▶ [What needs to be done]
Convert every line of the rows below into a JSON list of strings, one string per line, leaving out any blank lines.

-- begin --

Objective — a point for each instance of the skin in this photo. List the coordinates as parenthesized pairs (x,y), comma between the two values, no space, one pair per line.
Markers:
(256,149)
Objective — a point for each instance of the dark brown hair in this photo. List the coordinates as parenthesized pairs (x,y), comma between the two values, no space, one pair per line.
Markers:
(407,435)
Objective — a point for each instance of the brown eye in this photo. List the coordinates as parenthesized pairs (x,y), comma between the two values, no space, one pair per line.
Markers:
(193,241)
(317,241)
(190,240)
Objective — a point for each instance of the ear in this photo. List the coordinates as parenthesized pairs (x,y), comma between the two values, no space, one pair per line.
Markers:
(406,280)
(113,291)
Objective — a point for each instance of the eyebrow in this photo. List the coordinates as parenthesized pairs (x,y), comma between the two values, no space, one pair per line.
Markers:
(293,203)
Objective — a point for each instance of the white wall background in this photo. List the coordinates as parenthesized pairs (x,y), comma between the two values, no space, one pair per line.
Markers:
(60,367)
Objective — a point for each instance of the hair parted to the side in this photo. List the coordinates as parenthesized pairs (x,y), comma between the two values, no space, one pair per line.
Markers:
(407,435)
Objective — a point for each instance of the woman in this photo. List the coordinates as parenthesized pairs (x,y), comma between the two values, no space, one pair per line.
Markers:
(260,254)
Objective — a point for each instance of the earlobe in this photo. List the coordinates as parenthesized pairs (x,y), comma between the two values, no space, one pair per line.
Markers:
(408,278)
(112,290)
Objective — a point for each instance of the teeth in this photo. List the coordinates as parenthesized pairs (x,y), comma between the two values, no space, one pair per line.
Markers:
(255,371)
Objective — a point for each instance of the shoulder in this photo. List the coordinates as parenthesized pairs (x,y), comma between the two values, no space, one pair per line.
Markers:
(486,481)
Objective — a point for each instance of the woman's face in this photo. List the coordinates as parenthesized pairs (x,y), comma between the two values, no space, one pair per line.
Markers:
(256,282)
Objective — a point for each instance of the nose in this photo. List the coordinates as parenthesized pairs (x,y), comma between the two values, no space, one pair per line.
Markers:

-- end --

▶ [Task response]
[
  "Objective — a point for each instance of the skin in this photo. List the coordinates as parenthesized pairs (x,y), comma between the two values, no space, one pair per line.",
  "Markers:",
  "(256,149)",
  "Objective — a point for each instance of the dark brown hair in this photo. List the coordinates as parenthesized pairs (x,y), comma between the two values, no space, one pair per line.",
  "Markers:",
  "(407,435)",
  "Objective — a point for each instance of the brown eye in this photo. List the coordinates as parenthesized pairs (x,y), comma between the two values, no space, one pair per line.",
  "Markers:",
  "(193,241)",
  "(317,241)",
  "(190,240)",
  "Objective — a point for each instance of the ear in this photo. List the coordinates as parenthesized pairs (x,y), comma between the two values, no space, one pair per line.",
  "Markers:",
  "(406,280)",
  "(113,291)",
  "Objective — a point for each instance of the eyebrow in this photo. List the coordinates as parenthesized pairs (x,y), comma between the two values, no space, one pair per line.",
  "Markers:",
  "(293,203)",
  "Objective — a point for each instance of the white wall background in this photo. List the coordinates as parenthesized pairs (x,y), comma between the two values, no space, one pair per line.",
  "Markers:",
  "(60,367)",
  "Objective — a point for each instance of the hair parted to the side in this photo. List the coordinates as parenthesized pairs (x,y), comma between the two values, no space, one pair per line.",
  "Markers:",
  "(407,435)",
  "Objective — a point for each instance of the woman in this photo. List the coordinates as parenthesized pairs (x,y), comma between the two values, no space, one pair per line.",
  "Markers:",
  "(260,254)",
  "Objective — a point for each instance of the earlobe in this photo. List the coordinates as parenthesized pairs (x,y), comma between the two values, no space, one pair per line.",
  "Markers:",
  "(408,278)",
  "(112,290)",
  "Objective — a point for each instance of the teeth in this photo. List the coordinates as parenthesized pairs (x,y), comma between the two values, no space, one pair per line.",
  "Markers:",
  "(255,371)",
  "Objective — a point for each instance of the shoulder in this photo. List the coordinates as parenthesized pairs (x,y), comma between the two values, no space, one pair per line.",
  "Markers:",
  "(486,481)",
  "Objective — a point for each instance of the woman's face in this photo. List the coordinates as parenthesized pairs (x,y), comma between the two values, no space, one pair per line.",
  "Markers:",
  "(256,282)",
  "Objective — a point for each instance of the nose in this photo. List the coordinates as parenthesized pairs (x,y), comma between the two values, no space, one pair per line.",
  "Markers:"
]